<<<<

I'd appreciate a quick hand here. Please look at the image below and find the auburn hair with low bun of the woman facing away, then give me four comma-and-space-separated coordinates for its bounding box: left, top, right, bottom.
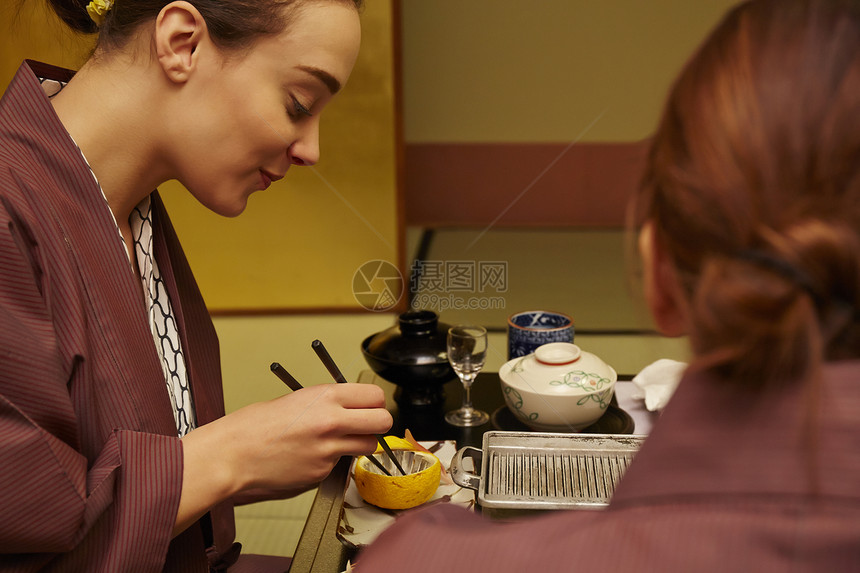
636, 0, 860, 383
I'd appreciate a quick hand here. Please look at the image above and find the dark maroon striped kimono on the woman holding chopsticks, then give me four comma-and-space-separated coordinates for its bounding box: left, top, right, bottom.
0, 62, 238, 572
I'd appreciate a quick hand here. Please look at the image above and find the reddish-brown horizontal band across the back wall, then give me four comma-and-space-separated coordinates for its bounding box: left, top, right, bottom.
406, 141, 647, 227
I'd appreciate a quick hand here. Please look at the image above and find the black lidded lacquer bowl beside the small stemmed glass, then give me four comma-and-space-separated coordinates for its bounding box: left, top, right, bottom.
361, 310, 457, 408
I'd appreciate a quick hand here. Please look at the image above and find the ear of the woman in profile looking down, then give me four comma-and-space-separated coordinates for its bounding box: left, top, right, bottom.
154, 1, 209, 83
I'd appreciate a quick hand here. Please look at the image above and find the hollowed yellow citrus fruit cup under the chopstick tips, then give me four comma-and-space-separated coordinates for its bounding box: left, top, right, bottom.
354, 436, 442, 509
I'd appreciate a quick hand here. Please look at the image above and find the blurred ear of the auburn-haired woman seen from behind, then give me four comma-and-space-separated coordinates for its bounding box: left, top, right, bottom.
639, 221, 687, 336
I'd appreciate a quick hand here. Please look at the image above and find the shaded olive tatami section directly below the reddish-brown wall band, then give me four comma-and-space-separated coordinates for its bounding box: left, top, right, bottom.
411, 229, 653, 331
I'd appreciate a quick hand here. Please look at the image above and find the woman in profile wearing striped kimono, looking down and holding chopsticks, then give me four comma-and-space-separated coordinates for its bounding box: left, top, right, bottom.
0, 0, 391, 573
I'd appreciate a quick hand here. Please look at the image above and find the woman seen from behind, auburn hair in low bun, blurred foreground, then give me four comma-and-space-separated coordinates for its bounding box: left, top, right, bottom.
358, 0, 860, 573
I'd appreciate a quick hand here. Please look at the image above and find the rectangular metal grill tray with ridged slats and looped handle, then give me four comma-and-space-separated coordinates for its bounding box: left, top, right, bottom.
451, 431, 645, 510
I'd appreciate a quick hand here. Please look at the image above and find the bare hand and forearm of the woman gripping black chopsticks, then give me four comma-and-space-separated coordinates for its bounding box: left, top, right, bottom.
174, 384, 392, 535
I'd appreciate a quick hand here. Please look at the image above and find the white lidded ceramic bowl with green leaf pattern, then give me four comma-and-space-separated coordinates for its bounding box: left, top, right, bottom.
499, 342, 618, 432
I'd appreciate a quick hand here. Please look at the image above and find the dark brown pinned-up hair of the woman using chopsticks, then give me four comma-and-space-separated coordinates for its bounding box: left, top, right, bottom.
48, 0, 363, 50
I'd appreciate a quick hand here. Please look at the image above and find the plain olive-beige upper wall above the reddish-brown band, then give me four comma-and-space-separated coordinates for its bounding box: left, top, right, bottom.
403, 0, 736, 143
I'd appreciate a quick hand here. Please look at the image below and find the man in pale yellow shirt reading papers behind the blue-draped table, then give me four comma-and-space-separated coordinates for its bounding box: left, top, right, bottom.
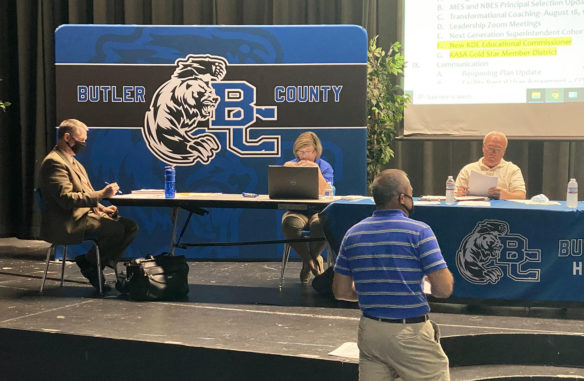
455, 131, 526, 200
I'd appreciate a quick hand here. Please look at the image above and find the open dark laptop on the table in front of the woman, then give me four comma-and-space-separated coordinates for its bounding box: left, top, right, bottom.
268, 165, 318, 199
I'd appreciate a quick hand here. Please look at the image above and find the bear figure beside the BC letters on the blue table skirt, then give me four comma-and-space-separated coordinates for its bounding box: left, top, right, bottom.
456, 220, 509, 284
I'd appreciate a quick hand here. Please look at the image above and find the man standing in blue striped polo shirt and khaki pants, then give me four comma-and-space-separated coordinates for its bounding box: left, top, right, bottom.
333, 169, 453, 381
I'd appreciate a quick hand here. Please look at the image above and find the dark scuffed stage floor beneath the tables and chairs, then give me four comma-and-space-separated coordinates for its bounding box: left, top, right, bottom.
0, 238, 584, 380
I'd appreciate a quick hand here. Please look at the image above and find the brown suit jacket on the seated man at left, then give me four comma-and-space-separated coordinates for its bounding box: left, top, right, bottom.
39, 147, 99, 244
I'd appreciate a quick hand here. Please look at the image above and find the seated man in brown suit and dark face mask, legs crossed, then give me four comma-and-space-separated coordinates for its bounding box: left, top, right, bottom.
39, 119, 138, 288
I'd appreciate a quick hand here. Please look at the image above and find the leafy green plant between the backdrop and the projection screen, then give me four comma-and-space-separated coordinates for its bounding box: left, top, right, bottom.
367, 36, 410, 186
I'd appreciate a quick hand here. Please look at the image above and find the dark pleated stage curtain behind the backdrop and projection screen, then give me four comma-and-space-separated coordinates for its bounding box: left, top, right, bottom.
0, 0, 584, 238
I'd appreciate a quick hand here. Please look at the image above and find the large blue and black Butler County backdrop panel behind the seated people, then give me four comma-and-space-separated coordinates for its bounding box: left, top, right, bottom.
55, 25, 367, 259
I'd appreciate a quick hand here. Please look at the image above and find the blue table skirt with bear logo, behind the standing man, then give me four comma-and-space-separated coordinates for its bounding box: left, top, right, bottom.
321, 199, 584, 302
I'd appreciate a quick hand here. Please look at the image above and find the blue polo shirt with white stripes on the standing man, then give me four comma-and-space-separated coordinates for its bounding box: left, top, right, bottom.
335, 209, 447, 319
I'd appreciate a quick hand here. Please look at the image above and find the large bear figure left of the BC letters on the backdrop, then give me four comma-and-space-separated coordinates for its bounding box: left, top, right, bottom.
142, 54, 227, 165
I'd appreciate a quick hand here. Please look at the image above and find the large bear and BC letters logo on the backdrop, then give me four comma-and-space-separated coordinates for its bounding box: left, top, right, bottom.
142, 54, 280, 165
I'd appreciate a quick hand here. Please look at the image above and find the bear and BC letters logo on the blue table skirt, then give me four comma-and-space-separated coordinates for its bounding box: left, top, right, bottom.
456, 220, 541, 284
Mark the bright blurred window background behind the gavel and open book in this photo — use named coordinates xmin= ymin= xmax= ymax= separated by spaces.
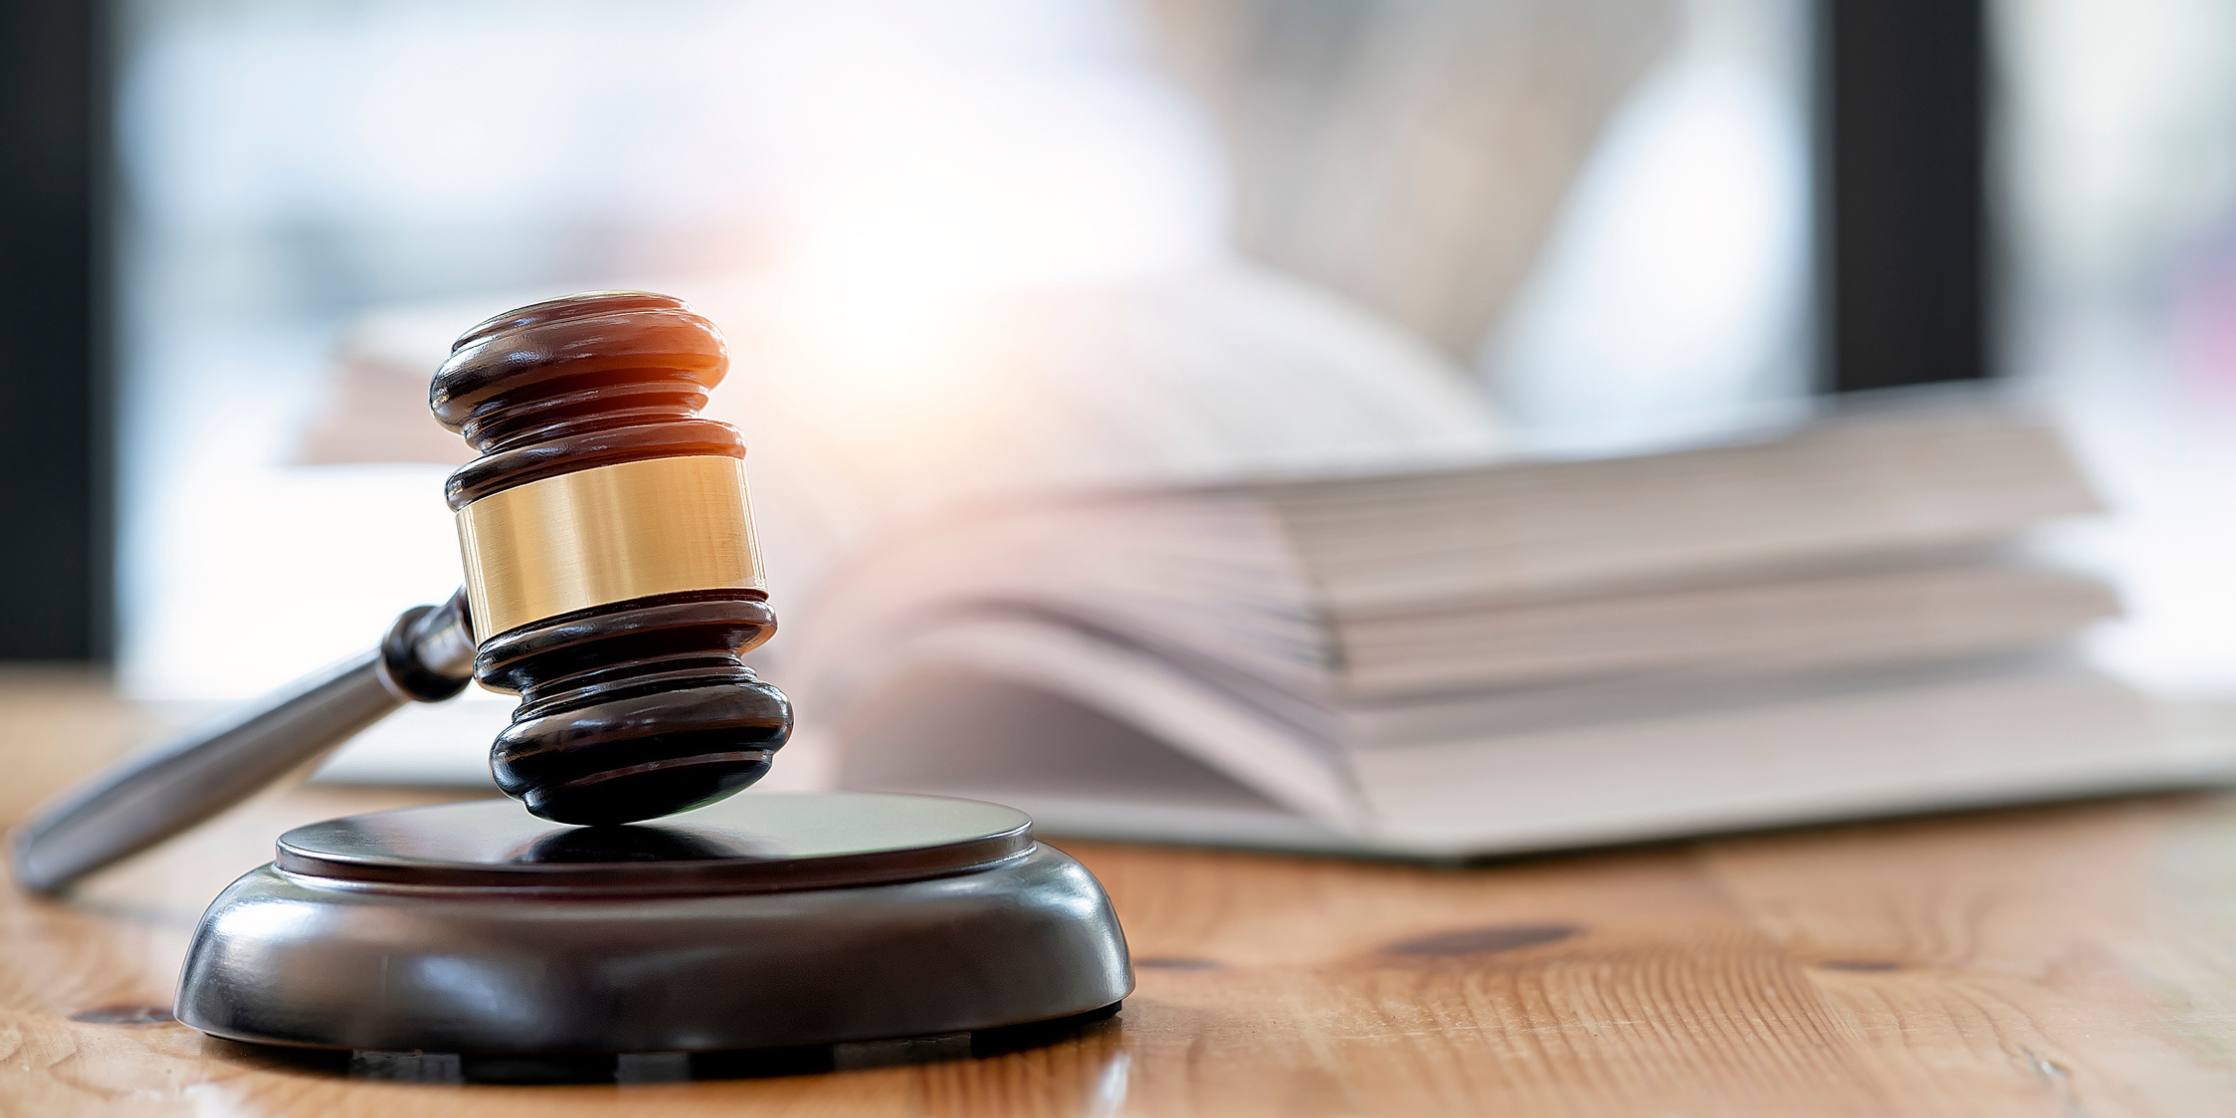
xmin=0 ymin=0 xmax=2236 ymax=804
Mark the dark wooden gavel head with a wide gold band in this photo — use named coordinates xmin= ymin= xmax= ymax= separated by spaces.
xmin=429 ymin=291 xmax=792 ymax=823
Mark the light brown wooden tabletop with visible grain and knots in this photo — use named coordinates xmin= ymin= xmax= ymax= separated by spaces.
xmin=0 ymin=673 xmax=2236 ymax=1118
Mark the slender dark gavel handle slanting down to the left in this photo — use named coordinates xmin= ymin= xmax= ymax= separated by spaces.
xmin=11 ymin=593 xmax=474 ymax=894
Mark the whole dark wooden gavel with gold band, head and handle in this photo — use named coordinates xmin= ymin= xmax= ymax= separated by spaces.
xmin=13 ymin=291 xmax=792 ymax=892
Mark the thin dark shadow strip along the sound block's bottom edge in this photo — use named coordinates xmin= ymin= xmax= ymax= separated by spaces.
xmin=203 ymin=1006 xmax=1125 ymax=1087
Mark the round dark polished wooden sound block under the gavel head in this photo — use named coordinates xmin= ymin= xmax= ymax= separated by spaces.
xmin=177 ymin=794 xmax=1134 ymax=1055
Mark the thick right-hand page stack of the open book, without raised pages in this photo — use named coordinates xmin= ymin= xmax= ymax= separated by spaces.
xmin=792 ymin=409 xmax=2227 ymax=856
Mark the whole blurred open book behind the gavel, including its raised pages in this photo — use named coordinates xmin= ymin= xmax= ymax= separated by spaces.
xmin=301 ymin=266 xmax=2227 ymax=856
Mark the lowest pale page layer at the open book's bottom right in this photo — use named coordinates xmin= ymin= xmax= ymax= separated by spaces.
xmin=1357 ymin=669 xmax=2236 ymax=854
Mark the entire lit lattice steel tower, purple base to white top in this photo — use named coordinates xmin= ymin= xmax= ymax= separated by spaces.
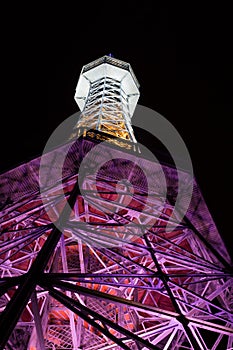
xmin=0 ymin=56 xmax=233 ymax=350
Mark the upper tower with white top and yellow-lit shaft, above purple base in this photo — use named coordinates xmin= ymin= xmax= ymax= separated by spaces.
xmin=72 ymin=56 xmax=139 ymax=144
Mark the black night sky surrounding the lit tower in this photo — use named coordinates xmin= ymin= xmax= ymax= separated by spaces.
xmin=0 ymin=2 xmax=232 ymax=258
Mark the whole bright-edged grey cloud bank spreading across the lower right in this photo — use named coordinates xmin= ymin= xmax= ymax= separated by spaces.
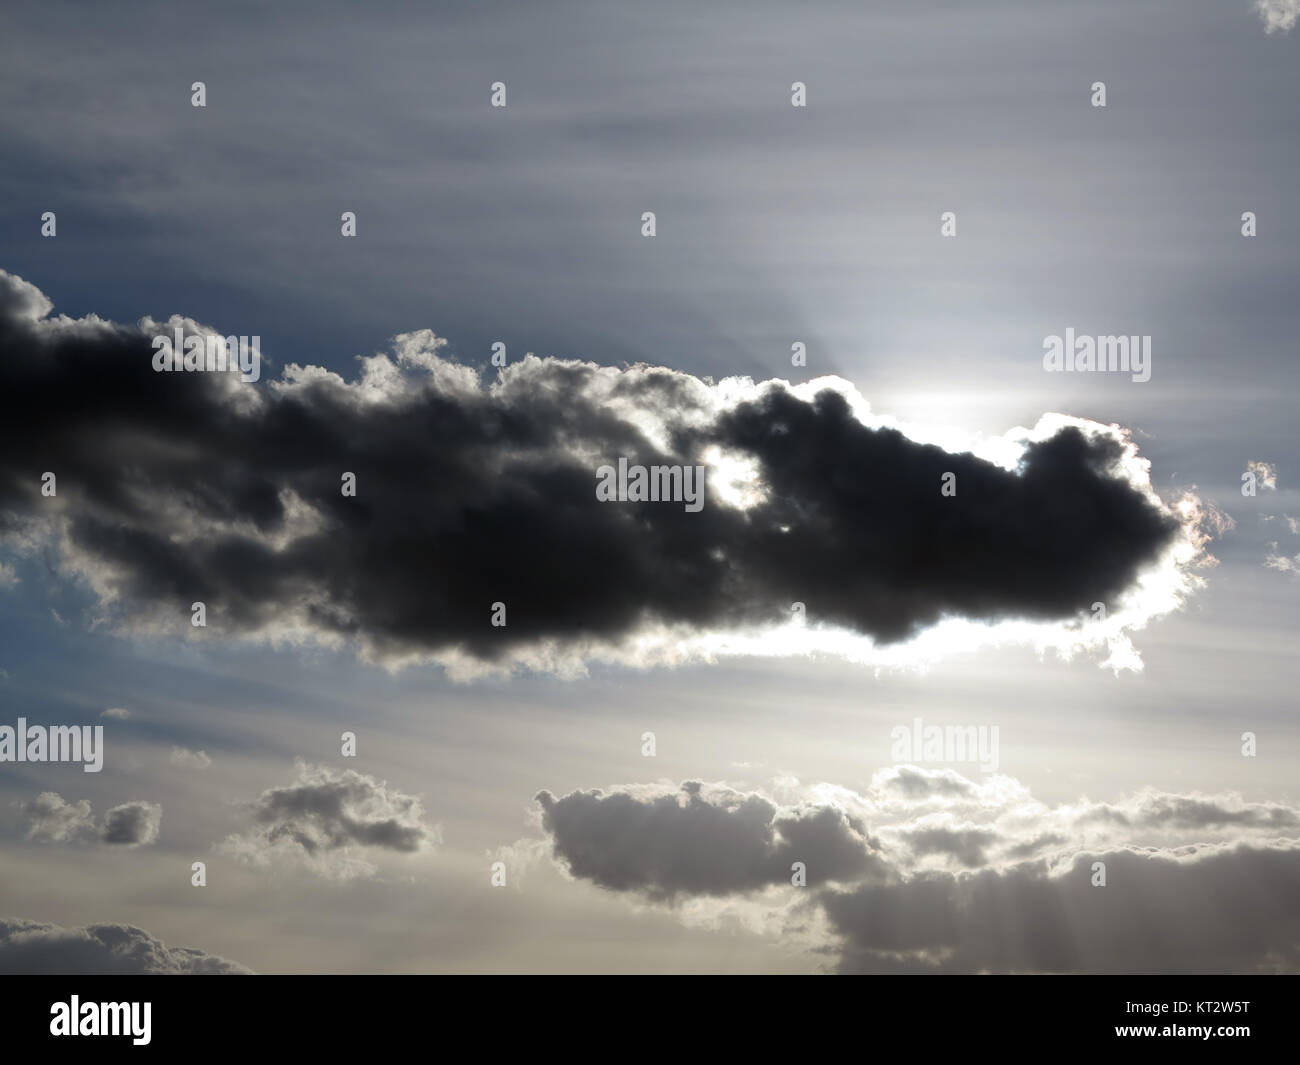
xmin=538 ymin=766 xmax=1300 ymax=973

>>>>

ASSIGNMENT =>
The lines needed are those from the one containing "Mark the whole bright-edged" through the end of the listing, given again word for word and without any picture.

SOLUTION TO THE PROBLEM =>
Mark the whole bright-edged grey cloud bank spreading across the lower right in this photo — use named coordinates xmin= ymin= xmax= ymax= separated by spaces.
xmin=538 ymin=766 xmax=1300 ymax=973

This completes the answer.